EXTRACTED TEXT ->
* * *
Let's again suppose that you're integrating over a smooth manifold $\mathcal{M}$, and that you have a diffeomorphism $\varphi: [-1,1]^{2} \rightarrow \mathcal{M}$ that maps $[-1,1]^{2}$ to your manifold. Since $\varphi$ is a diffeomorphism, it has the following properties:

  • it is continuously differentiable
  • it is invertible
  • its inverse is continuously differentiable

We will need all of these properties.

I'm going to assume that $H_{1}$ is a scalar-valued function, and for simplicity of notation, I'm going to drop the subscript and refer to it as $H$.

Let's suppose further that the arguments $(e,n)$ refer to coordinates in $[-1,1]^{2}$, and the coordinates $(x,y,z)$ refer to points in $\mathbb{R}^{3}$, where $\mathcal{M} \subset \mathbb{R}^{3}$.

From your question, it looks like you have $H: [-1,1]^{2} \rightarrow \mathbb{R}$, which is to say that the function you've stated is given in terms of the arguments $(e,n)$. We'll assume that $H$ is continuously differentiable.

Let $G: \mathcal{M} \rightarrow \mathbb{R}$ be defined by $G = H \circ \varphi^{-1}$, or $G(x,y,z) = H(\varphi^{-1}(x,y,z))$. We're using $\varphi^{-1}$ as a "change of coordinates" here, mapping $(x,y,z)$ coordinates of points in $\mathcal{M}$ to $(e,n)$ coordinates of points in $[-1,1]^{2}$.

It doesn't make sense to differentiate $H$ with respect to $(x,y,z)$, but it does make sense to differentiate $G$ with respect to $(x,y,z)$. I think the integral you want to express above is:

\begin{align*} \int_{\mathcal{M}} \left(\frac{\partial{G}}{\partial{x}}\right)^{2}(x,y,z) + \left(\frac{\partial{G}}{\partial{y}}\right)^{2}(x,y,z) + \left(\frac{\partial{G}}{\partial{z}}\right)^{2}(x,y,z)\,\mathrm{d}S, \end{align*}

more compactly expressed as:

\begin{align*} \int_{\mathcal{M}} \|\mathrm{D}G^{T}(x,y,z)\|^{2}\,\mathrm{d}S = \int_{\mathcal{M}} \|\nabla G(x,y,z)\|^{2}\,\mathrm{d}S. \end{align*}

By the chain rule,

\begin{align*} \mathrm{D}G(x,y,z) = (\mathrm{D}H \circ \varphi^{-1})(x,y,z) \cdot \mathrm{D}(\varphi^{-1})(x,y,z), \end{align*}

where the $\cdot$ denotes matrix multiplication.
* * *
WHAT THIS EXERCISE ASKS ->
a. In the text on integrating over a manifold, what does the $\cdot$ in the chain rule formula denote?
b. Write the next part of the text on integrating over a manifold, picking up after its final sentence.
The data have no role in this work.

SOURCE EXCERPT ->
* * *
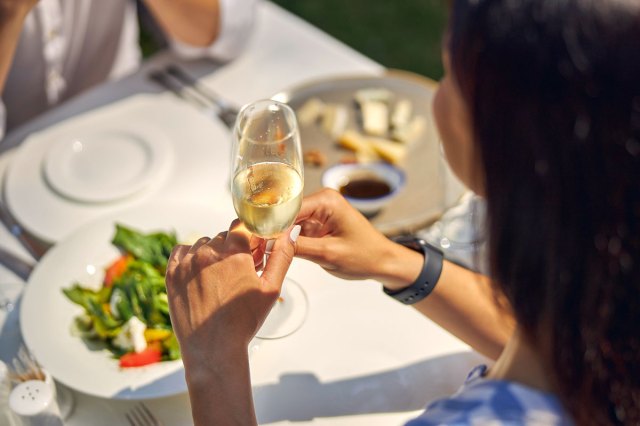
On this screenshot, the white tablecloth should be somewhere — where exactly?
[0,2,482,425]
* * *
THE REPLIES ->
a. It denotes matrix multiplication.

b.
A sanity check is in order here:

  • $\mathrm{D}H$ is a 1 by 2 matrix (the Jacobian of a scalar function with respect to multiple variables is a row matrix)

  • $\mathrm{D}(\varphi^{-1})$ is a 2 by 3 matrix

  • $\mathrm{D}G$ is a 1 by 3 matrix

  • the right hand side of the equation is a 1 by 3 matrix (the product of a 1 by 2 matrix and a 2 by 3 matrix

Given all of this information (it's quite a long post already), you should be able to use my answer to your previous post to calculate your integral. I can fill in the additional steps, if need be.

You make an excellent point in your question that:

The derivatives of the first shape function with respect to $(x,y,z)$ are not the same as the derivatives with respect to $(e,n)$. I should use the inverse Jacobian matrix to translate the values of the derivatives with respect to $(e,n)$ at the integration point to the derivatives with respect to $(x,y,z)$.

If $f: X \rightarrow X$, where $X \subset \mathbb{R}^{n}$ for some natural number $n$, and $f$ is a diffeomorphism (again, continuously differentiable function with continuously differentiable inverse), it is true by the chain rule that $\mathrm{D}(f^{-1}) = \mathrm{D}f^{-1}$. The problem with this concept for your problem (as you rightly point out) is that $\varphi$ is a diffeomorphism, but doesn't have the same number of input arguments as output values, so we can't state that $\mathrm{D}(\varphi^{-1}) = \mathrm{D}\varphi^{-1}$ unless we interpret the "inverse" of the nonsquare matrix as some sort of generalized matrix inverse. I hope it is clear from the reasoning above how you get from the "inverse matrix" idea to the more general case.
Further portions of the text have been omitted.